=== Texto fornecido ===
____

E já que pensamos em colocar em questão, nesses tempos de pandemia estamos aprendendo algo que Paulo Freire, o grandíssimo mestre pernambucano, dizia e vivia com sua serena alegria: que fazer escola é uma questão de infância. Não de educar as pessoas de certa idade, mas de viver, as pessoas de todas as idades, uma vida infantil. Com isso quero dizer que, com a pandemia, temos também sido convidados a habitar novamente a infância, a perder nossas certezas, preconceitos, e perguntar como alguma vez já perguntamos: inquietos, curiosos, para saber, e não porque sabemos, mas porque queremos entender o mundo, porque o sentimos como se fosse a primeira vez. Vivemos um tempo em que os nossos saberes se escorregaram, nossas certezas amoleceram e podemos então experimentar a força de um perguntar infantil. Até tivemos que aprender a falar novamente e sentimos que gaguejávamos ao pronunciar palavras que já não podiam ser pronunciadas da mesma forma. E ainda estamos nesse processo de aprender outras palavras.

Paulo Freire pensava e habitava, com seu próprio corpo errante, a infância, uma pedagogia infantil da pergunta. Considerava que a infância não é apenas algo que educamos, mas algo que precisamos manter vivo para poder fazer escola com pessoas de qualquer idade. Talvez por isso o atual governo tenha declarado Paulo Freire como um inimigo: não pelas suas pedagogias ou teorias pedagógicas, porque ele seria marxista ou comunista, como afirma de forma descuidada, mas pelo seu compromisso com a precariedade, a possibilidade e a estrangeiridade que esconde uma vida infantil. Repitamos: o tempo dessa infância freireana que habitamos ao fazer escola não é o das idades, anos, meses ou semestres. Essa experiência infântil não vive no tempo cronológico, do calendário, senão no tempo aiónico do brincar, do acontecimento, da arte, do amor, da pergunta, do pensamento, da escola, enfim, da filosofia. Heráclito que o diga.

Só se pode fazer escola nesse tempo infantil. Eis o paradoxo da pandemia: deu-nos um tempo, mas tirou-nos o espaço e os outros corpos. Deu-nos a possibilidade de nos fazer as perguntas, mas nos tirou os amigos e amigas com quem fazê-las, a insubstituível comunidade de sentido para conversar sobre o mundo compartilhado que essas perguntas abrem. E, envolvidos nesse paradoxo, os corpos que somos clamam pela volta da escola. Primeiro, pelo retorno dessa escola-instituição, regida por khrónos, a da organização do trabalho pedagógico, do sistema que alimenta e dá sentido à vida de tantas crianças no Brasil. Khrónos e essas escolas são fundamentais para a vida social, em particular dos mais excluídos, e isso também temos aprendido na pandemia. Contudo, a escola infantil, a escola que tem a infância como condição e não como objeto de formação, se faz com corpos presentes mas em outro tempo. Para fazer uma escola infantil precisamos dos cinco sentidos e mais alguns. E precisamos, sobretudo, do presente que chronos não tem (porque ele simplesmente passa e vive do movimento) e de nossa presença nesse tempo presente da infância. Fazer escola exige um tempo infantil e educadores infantis porque é uma experiência de duração, intensiva, que prolonga a temporalidade presente: o acontecimento que interrompe a sequência cronológica e permite uma experiência que se faz presencia, num tempo presente. É a vida docente como um presente feito presença.

____

=== Trechos da listagem ===

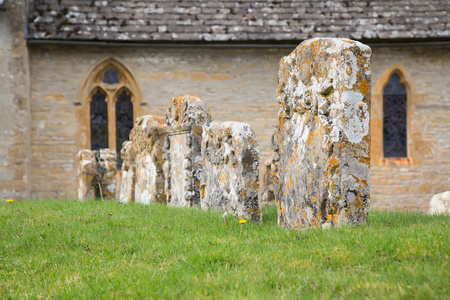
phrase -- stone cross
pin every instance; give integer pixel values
(321, 146)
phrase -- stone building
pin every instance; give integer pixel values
(73, 71)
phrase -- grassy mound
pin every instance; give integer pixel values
(70, 249)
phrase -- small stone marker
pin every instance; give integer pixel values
(182, 150)
(321, 146)
(128, 155)
(440, 204)
(97, 174)
(230, 156)
(147, 137)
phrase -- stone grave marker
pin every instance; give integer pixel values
(230, 160)
(321, 146)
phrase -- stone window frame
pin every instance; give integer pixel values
(90, 84)
(412, 96)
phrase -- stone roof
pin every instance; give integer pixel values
(237, 20)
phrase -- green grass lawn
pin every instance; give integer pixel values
(71, 249)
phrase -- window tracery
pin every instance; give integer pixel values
(109, 102)
(394, 118)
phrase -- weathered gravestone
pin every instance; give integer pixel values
(321, 146)
(229, 181)
(147, 137)
(96, 174)
(182, 150)
(128, 155)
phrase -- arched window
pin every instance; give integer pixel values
(109, 102)
(394, 140)
(395, 118)
(124, 120)
(99, 120)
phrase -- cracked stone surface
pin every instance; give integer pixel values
(128, 155)
(182, 150)
(321, 145)
(229, 182)
(147, 137)
(96, 174)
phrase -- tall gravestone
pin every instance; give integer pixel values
(97, 174)
(229, 181)
(128, 155)
(147, 137)
(182, 150)
(321, 146)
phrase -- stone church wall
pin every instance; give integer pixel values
(14, 102)
(236, 84)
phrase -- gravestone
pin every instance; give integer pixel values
(321, 146)
(147, 137)
(182, 150)
(97, 174)
(440, 204)
(230, 161)
(128, 155)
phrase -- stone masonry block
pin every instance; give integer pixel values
(96, 174)
(182, 150)
(128, 155)
(321, 146)
(147, 137)
(229, 181)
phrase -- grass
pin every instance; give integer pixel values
(70, 249)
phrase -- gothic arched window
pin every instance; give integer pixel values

____

=== Problema a resolver ===
Indique se cada afirmação a seguir concorda com o texto sobre Paulo Freire e a pandemia, respondendo sim ou não e citando literalmente as palavras do texto que decidem. (a) Paulo Freire era pernambucano. (b) A pandemia nos deu o espaço e os outros corpos. (c) A experiência infantil vive no tempo cronológico do calendário.

=== Resposta à tarefa ===
(a) Sim: "Paulo Freire, o grandíssimo mestre pernambucano".
(b) Não: "deu-nos um tempo, mas tirou-nos o espaço e os outros corpos".
(c) Não: "não vive no tempo cronológico, do calendário".